WHAT YOU SHOULD DO
Look through the data below and show every line that includes "poster".

DATASET EXTRACT
▼▼▼
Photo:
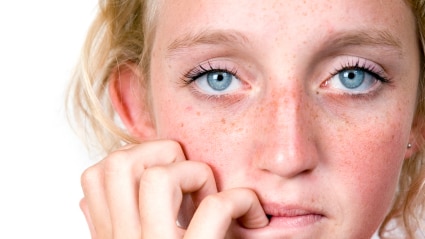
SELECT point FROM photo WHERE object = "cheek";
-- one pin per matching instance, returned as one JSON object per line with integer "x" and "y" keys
{"x": 365, "y": 167}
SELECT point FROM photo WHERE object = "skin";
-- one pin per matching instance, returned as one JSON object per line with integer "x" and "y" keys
{"x": 286, "y": 144}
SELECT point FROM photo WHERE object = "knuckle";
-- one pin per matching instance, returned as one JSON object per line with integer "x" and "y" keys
{"x": 218, "y": 203}
{"x": 172, "y": 146}
{"x": 155, "y": 176}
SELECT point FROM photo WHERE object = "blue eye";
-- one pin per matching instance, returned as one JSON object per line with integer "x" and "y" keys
{"x": 352, "y": 79}
{"x": 355, "y": 81}
{"x": 219, "y": 80}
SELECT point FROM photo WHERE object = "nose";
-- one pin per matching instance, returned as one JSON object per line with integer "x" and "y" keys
{"x": 286, "y": 144}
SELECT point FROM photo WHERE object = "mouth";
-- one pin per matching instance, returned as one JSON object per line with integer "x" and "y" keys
{"x": 292, "y": 217}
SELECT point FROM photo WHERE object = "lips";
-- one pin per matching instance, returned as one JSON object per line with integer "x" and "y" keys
{"x": 292, "y": 216}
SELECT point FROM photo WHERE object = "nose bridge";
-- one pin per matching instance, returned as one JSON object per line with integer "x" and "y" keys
{"x": 286, "y": 144}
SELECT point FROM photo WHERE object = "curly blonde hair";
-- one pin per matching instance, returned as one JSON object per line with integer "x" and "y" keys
{"x": 123, "y": 32}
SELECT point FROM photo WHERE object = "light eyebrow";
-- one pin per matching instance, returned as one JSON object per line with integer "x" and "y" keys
{"x": 377, "y": 38}
{"x": 208, "y": 37}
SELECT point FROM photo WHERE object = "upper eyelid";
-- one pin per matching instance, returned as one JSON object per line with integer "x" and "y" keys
{"x": 210, "y": 66}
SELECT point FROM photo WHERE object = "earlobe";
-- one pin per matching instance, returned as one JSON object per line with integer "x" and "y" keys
{"x": 129, "y": 98}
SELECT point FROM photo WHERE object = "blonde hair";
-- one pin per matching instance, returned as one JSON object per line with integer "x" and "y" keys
{"x": 123, "y": 32}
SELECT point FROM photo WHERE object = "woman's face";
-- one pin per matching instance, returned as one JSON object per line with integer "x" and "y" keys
{"x": 307, "y": 103}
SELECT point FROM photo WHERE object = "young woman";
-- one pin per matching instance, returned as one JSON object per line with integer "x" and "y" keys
{"x": 254, "y": 119}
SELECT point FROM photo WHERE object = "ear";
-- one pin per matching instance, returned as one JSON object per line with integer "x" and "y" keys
{"x": 129, "y": 97}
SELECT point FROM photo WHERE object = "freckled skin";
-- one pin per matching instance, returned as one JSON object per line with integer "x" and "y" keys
{"x": 288, "y": 140}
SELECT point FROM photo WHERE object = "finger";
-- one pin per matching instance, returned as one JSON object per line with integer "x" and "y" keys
{"x": 161, "y": 192}
{"x": 95, "y": 204}
{"x": 216, "y": 212}
{"x": 123, "y": 170}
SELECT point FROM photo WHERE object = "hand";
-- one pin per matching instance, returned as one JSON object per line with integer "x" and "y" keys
{"x": 137, "y": 191}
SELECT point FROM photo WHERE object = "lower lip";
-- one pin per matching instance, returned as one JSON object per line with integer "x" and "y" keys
{"x": 295, "y": 221}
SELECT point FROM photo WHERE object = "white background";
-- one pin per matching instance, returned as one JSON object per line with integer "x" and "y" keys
{"x": 41, "y": 159}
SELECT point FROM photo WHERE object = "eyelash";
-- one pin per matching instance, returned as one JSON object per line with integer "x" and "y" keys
{"x": 370, "y": 69}
{"x": 202, "y": 70}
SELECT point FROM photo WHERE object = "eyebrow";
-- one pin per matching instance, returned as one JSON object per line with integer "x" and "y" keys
{"x": 377, "y": 38}
{"x": 338, "y": 40}
{"x": 208, "y": 37}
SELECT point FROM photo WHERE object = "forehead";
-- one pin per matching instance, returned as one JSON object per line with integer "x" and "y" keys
{"x": 275, "y": 19}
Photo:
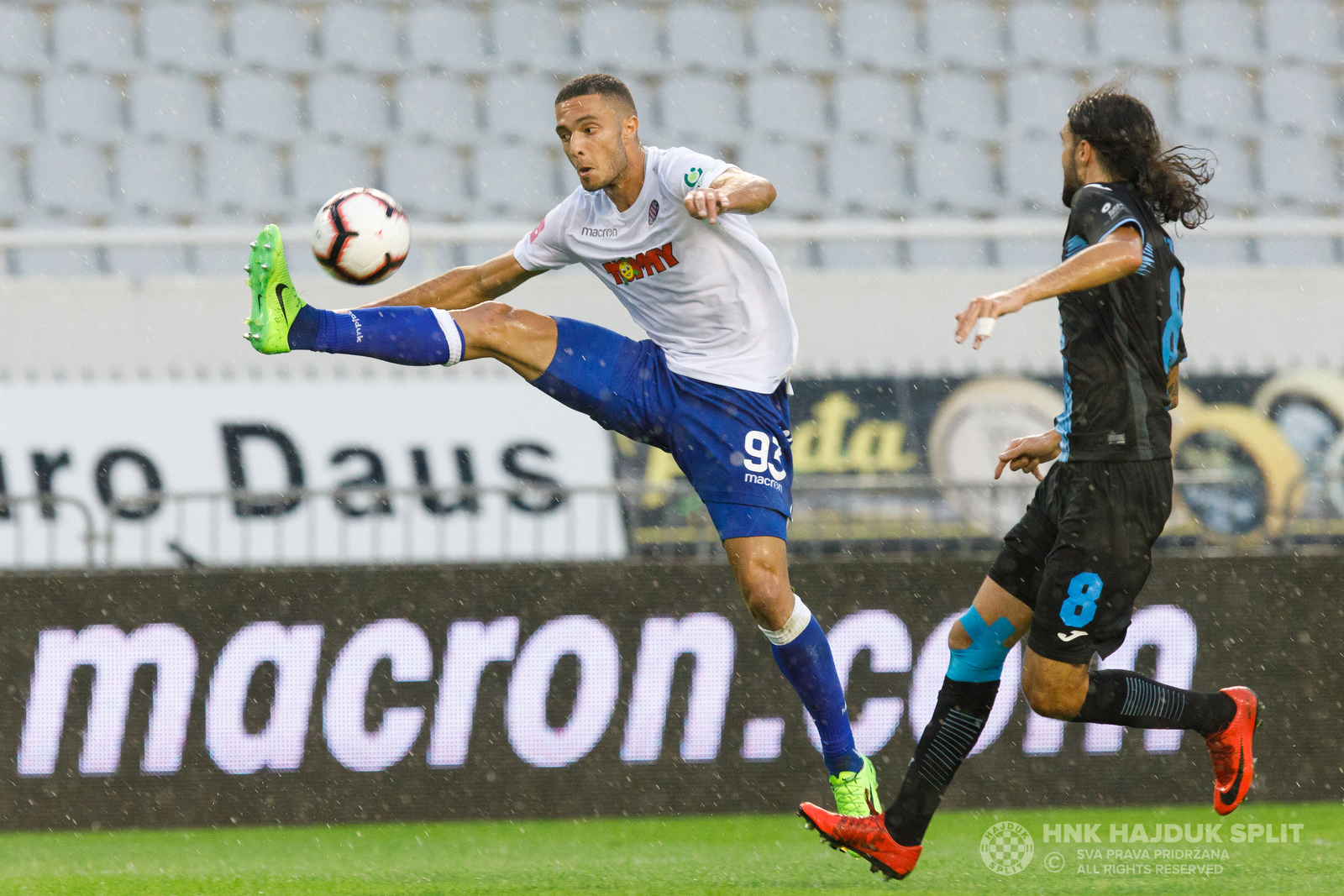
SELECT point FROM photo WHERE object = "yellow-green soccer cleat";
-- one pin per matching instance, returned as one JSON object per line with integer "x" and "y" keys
{"x": 275, "y": 298}
{"x": 857, "y": 792}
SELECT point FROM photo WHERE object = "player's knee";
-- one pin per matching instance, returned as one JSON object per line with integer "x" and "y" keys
{"x": 958, "y": 637}
{"x": 490, "y": 322}
{"x": 978, "y": 649}
{"x": 1048, "y": 698}
{"x": 768, "y": 595}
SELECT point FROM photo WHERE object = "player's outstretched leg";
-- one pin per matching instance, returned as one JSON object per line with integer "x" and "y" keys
{"x": 1226, "y": 719}
{"x": 803, "y": 654}
{"x": 979, "y": 642}
{"x": 281, "y": 322}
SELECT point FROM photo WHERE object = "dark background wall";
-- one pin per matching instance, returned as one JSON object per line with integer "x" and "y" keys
{"x": 1273, "y": 624}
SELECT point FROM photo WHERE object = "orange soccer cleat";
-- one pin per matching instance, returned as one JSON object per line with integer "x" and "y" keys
{"x": 864, "y": 836}
{"x": 1230, "y": 747}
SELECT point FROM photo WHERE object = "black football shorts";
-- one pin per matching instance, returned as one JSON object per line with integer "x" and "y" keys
{"x": 1081, "y": 553}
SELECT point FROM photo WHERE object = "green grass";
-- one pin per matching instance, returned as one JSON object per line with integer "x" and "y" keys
{"x": 701, "y": 855}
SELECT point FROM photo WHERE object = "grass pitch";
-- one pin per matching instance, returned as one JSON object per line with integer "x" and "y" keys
{"x": 698, "y": 855}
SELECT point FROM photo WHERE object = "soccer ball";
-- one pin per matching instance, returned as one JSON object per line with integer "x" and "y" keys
{"x": 362, "y": 235}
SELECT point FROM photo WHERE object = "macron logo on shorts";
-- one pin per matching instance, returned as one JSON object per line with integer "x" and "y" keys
{"x": 647, "y": 264}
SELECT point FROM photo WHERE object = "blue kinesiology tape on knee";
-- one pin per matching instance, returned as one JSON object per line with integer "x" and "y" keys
{"x": 984, "y": 658}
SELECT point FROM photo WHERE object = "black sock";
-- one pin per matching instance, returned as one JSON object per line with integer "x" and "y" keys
{"x": 958, "y": 720}
{"x": 1119, "y": 698}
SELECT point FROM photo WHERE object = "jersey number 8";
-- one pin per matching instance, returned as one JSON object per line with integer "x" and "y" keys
{"x": 1081, "y": 605}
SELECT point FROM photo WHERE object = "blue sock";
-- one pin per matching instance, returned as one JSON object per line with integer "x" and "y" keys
{"x": 401, "y": 335}
{"x": 806, "y": 663}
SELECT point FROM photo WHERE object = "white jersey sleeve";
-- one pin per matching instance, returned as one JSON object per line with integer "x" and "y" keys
{"x": 683, "y": 170}
{"x": 546, "y": 248}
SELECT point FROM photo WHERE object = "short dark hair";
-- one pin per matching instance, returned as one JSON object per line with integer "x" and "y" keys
{"x": 597, "y": 83}
{"x": 1124, "y": 134}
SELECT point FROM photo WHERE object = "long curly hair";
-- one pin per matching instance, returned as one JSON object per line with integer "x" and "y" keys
{"x": 1122, "y": 132}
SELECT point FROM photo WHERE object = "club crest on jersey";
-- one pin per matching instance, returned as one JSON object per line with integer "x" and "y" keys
{"x": 647, "y": 264}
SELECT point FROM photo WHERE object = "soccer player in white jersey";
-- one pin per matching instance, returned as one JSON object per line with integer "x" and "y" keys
{"x": 665, "y": 231}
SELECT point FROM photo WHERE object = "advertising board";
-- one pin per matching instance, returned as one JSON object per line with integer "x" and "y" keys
{"x": 323, "y": 694}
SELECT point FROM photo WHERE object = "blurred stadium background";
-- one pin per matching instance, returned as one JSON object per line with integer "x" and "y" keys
{"x": 914, "y": 145}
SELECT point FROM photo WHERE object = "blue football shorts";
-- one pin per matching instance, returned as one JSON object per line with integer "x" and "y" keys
{"x": 732, "y": 443}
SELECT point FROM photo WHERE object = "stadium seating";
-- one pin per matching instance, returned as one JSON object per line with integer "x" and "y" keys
{"x": 24, "y": 39}
{"x": 1303, "y": 31}
{"x": 517, "y": 181}
{"x": 98, "y": 36}
{"x": 270, "y": 36}
{"x": 437, "y": 107}
{"x": 874, "y": 107}
{"x": 867, "y": 177}
{"x": 958, "y": 103}
{"x": 82, "y": 105}
{"x": 795, "y": 170}
{"x": 793, "y": 36}
{"x": 1218, "y": 31}
{"x": 170, "y": 107}
{"x": 257, "y": 105}
{"x": 360, "y": 36}
{"x": 71, "y": 181}
{"x": 870, "y": 107}
{"x": 1133, "y": 33}
{"x": 786, "y": 107}
{"x": 967, "y": 33}
{"x": 17, "y": 123}
{"x": 1047, "y": 33}
{"x": 183, "y": 36}
{"x": 884, "y": 35}
{"x": 620, "y": 38}
{"x": 447, "y": 38}
{"x": 349, "y": 107}
{"x": 956, "y": 177}
{"x": 701, "y": 107}
{"x": 531, "y": 35}
{"x": 1216, "y": 101}
{"x": 1301, "y": 101}
{"x": 429, "y": 181}
{"x": 707, "y": 36}
{"x": 158, "y": 181}
{"x": 1037, "y": 101}
{"x": 322, "y": 170}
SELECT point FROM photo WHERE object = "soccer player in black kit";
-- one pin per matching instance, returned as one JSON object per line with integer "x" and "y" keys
{"x": 1070, "y": 570}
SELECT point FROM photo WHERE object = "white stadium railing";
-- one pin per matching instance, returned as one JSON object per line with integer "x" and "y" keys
{"x": 773, "y": 230}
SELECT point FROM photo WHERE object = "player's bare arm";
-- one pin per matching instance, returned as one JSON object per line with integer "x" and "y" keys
{"x": 736, "y": 191}
{"x": 464, "y": 286}
{"x": 1027, "y": 453}
{"x": 1117, "y": 255}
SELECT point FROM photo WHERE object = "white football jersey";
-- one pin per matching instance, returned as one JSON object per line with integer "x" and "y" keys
{"x": 710, "y": 296}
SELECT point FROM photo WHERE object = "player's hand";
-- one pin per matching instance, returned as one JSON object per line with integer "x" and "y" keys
{"x": 1028, "y": 453}
{"x": 706, "y": 203}
{"x": 988, "y": 307}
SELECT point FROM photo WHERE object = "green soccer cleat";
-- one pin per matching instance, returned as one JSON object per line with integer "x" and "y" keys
{"x": 275, "y": 298}
{"x": 857, "y": 792}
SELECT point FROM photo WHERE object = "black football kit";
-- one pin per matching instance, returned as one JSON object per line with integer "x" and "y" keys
{"x": 1084, "y": 550}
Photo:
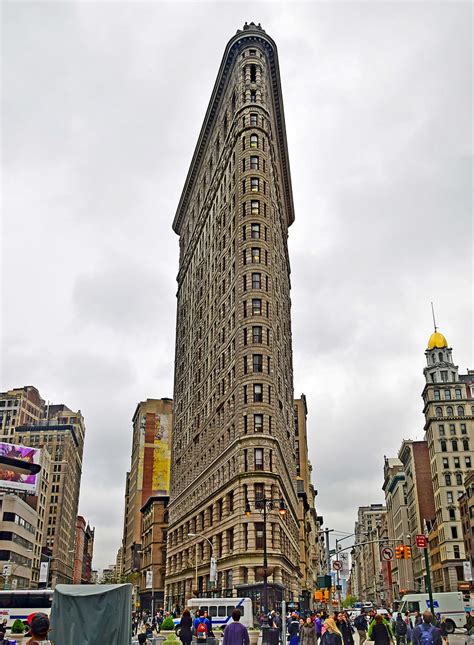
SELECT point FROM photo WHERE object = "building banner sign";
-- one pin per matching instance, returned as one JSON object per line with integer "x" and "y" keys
{"x": 149, "y": 580}
{"x": 467, "y": 571}
{"x": 44, "y": 566}
{"x": 19, "y": 467}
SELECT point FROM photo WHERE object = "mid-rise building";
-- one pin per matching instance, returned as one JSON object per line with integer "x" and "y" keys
{"x": 84, "y": 545}
{"x": 149, "y": 478}
{"x": 466, "y": 512}
{"x": 307, "y": 516}
{"x": 419, "y": 501}
{"x": 233, "y": 430}
{"x": 367, "y": 573}
{"x": 395, "y": 489}
{"x": 61, "y": 433}
{"x": 449, "y": 427}
{"x": 18, "y": 525}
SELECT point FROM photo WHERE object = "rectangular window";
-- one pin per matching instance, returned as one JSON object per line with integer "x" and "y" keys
{"x": 256, "y": 255}
{"x": 257, "y": 392}
{"x": 256, "y": 280}
{"x": 256, "y": 307}
{"x": 257, "y": 362}
{"x": 257, "y": 334}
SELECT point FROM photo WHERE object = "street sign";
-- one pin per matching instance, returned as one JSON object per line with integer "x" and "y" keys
{"x": 387, "y": 553}
{"x": 467, "y": 571}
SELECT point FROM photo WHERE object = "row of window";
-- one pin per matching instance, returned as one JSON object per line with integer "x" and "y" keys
{"x": 447, "y": 394}
{"x": 450, "y": 411}
{"x": 452, "y": 429}
{"x": 454, "y": 445}
{"x": 256, "y": 309}
{"x": 457, "y": 462}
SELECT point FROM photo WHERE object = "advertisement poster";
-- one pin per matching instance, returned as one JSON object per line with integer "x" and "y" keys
{"x": 162, "y": 455}
{"x": 19, "y": 467}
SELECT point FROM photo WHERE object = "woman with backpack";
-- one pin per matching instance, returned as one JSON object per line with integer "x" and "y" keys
{"x": 380, "y": 631}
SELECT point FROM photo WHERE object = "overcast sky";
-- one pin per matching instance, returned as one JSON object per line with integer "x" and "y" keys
{"x": 102, "y": 107}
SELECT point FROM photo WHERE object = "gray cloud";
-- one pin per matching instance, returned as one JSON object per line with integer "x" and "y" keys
{"x": 103, "y": 103}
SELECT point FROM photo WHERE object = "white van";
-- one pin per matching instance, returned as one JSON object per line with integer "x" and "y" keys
{"x": 220, "y": 609}
{"x": 449, "y": 605}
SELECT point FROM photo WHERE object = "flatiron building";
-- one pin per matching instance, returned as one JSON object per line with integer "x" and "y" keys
{"x": 233, "y": 426}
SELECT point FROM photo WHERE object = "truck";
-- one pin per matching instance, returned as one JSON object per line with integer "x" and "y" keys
{"x": 449, "y": 605}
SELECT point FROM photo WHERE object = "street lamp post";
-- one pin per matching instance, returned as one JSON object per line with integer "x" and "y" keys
{"x": 213, "y": 565}
{"x": 265, "y": 504}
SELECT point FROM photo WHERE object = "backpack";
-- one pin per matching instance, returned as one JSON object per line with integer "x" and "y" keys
{"x": 426, "y": 634}
{"x": 201, "y": 629}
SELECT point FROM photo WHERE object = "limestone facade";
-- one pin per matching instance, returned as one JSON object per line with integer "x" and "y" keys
{"x": 233, "y": 431}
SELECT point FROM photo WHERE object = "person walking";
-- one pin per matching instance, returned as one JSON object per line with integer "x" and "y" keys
{"x": 401, "y": 630}
{"x": 331, "y": 635}
{"x": 235, "y": 633}
{"x": 380, "y": 631}
{"x": 294, "y": 630}
{"x": 361, "y": 625}
{"x": 308, "y": 633}
{"x": 186, "y": 627}
{"x": 345, "y": 628}
{"x": 426, "y": 633}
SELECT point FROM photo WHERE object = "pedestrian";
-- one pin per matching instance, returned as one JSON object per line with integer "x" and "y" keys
{"x": 426, "y": 633}
{"x": 294, "y": 630}
{"x": 308, "y": 633}
{"x": 202, "y": 626}
{"x": 401, "y": 630}
{"x": 345, "y": 628}
{"x": 331, "y": 635}
{"x": 235, "y": 633}
{"x": 185, "y": 628}
{"x": 361, "y": 625}
{"x": 380, "y": 631}
{"x": 39, "y": 628}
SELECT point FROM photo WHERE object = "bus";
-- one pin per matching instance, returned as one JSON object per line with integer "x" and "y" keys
{"x": 23, "y": 602}
{"x": 220, "y": 609}
{"x": 449, "y": 605}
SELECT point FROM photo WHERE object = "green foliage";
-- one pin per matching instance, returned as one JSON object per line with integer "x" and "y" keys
{"x": 167, "y": 624}
{"x": 349, "y": 601}
{"x": 18, "y": 627}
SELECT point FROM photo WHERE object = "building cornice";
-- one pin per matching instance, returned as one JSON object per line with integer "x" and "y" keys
{"x": 250, "y": 34}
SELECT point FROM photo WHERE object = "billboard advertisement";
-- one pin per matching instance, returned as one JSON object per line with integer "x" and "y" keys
{"x": 19, "y": 467}
{"x": 162, "y": 455}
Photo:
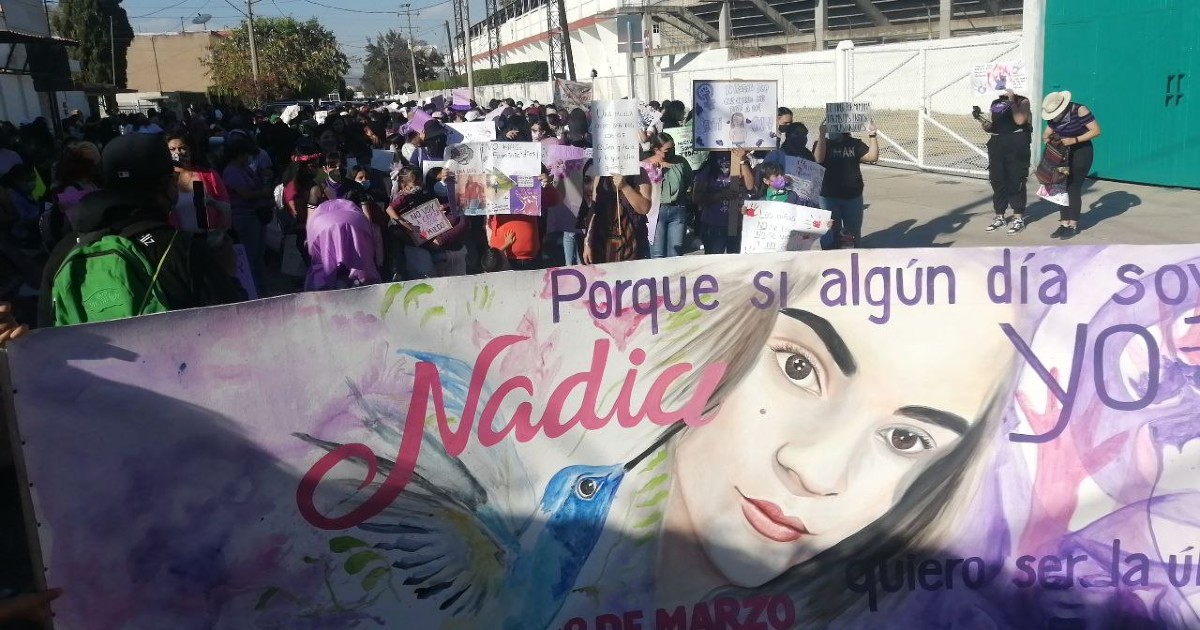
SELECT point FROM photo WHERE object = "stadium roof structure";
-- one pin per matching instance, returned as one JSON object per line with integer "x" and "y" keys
{"x": 765, "y": 27}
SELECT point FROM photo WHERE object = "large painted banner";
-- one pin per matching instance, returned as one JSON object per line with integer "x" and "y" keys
{"x": 495, "y": 178}
{"x": 912, "y": 438}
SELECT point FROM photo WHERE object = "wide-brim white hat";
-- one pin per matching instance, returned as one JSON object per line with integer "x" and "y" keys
{"x": 1054, "y": 105}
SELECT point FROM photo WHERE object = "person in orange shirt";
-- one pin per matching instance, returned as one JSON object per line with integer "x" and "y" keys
{"x": 526, "y": 247}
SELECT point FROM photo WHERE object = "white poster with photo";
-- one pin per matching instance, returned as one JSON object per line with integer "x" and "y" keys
{"x": 469, "y": 132}
{"x": 427, "y": 220}
{"x": 847, "y": 118}
{"x": 804, "y": 178}
{"x": 615, "y": 126}
{"x": 731, "y": 114}
{"x": 991, "y": 78}
{"x": 781, "y": 227}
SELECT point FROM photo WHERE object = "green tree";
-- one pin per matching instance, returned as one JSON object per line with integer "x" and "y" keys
{"x": 295, "y": 60}
{"x": 375, "y": 73}
{"x": 88, "y": 23}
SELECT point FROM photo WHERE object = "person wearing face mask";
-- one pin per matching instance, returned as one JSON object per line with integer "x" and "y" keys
{"x": 841, "y": 192}
{"x": 187, "y": 172}
{"x": 673, "y": 178}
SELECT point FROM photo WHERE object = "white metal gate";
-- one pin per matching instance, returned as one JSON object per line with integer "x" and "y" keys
{"x": 921, "y": 100}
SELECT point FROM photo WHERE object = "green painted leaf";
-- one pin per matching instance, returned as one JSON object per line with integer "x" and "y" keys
{"x": 343, "y": 544}
{"x": 431, "y": 313}
{"x": 648, "y": 521}
{"x": 653, "y": 462}
{"x": 654, "y": 501}
{"x": 357, "y": 563}
{"x": 415, "y": 293}
{"x": 389, "y": 298}
{"x": 373, "y": 576}
{"x": 658, "y": 480}
{"x": 265, "y": 598}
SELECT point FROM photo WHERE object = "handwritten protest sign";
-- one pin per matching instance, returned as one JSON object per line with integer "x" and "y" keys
{"x": 498, "y": 178}
{"x": 442, "y": 453}
{"x": 781, "y": 227}
{"x": 685, "y": 148}
{"x": 988, "y": 78}
{"x": 732, "y": 114}
{"x": 427, "y": 220}
{"x": 847, "y": 118}
{"x": 471, "y": 132}
{"x": 571, "y": 94}
{"x": 804, "y": 178}
{"x": 617, "y": 148}
{"x": 382, "y": 160}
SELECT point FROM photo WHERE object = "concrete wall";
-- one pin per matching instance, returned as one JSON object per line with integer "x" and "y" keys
{"x": 18, "y": 101}
{"x": 169, "y": 63}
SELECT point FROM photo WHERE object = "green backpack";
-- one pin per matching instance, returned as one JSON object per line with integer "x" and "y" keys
{"x": 108, "y": 276}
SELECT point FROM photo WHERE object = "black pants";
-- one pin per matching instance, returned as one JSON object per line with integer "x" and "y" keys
{"x": 1008, "y": 168}
{"x": 1080, "y": 166}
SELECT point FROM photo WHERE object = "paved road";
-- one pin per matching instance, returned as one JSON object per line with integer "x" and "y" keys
{"x": 912, "y": 209}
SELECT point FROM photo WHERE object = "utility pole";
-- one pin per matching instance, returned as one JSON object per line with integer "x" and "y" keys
{"x": 253, "y": 51}
{"x": 112, "y": 48}
{"x": 412, "y": 45}
{"x": 466, "y": 45}
{"x": 450, "y": 46}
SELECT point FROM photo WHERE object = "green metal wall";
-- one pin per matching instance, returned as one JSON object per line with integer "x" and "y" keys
{"x": 1134, "y": 63}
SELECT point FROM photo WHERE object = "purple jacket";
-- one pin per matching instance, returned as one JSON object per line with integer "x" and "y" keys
{"x": 342, "y": 246}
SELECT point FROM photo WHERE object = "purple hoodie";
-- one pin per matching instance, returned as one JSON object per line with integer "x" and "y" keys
{"x": 341, "y": 243}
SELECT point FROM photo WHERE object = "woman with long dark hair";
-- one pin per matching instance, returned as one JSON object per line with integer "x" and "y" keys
{"x": 1073, "y": 125}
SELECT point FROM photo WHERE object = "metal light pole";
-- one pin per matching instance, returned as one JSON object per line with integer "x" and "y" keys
{"x": 412, "y": 47}
{"x": 253, "y": 49}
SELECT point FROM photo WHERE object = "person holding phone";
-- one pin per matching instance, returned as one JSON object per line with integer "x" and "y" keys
{"x": 1008, "y": 157}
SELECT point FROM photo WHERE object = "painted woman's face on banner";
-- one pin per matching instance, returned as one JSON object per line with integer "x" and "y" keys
{"x": 835, "y": 420}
▲▲▲
ANSWER TO THIS PROBLEM
SELECT point FROM photo WHERE object = "advertisement poster";
SELECT point FROM photo WHERE object = "white poster with photo";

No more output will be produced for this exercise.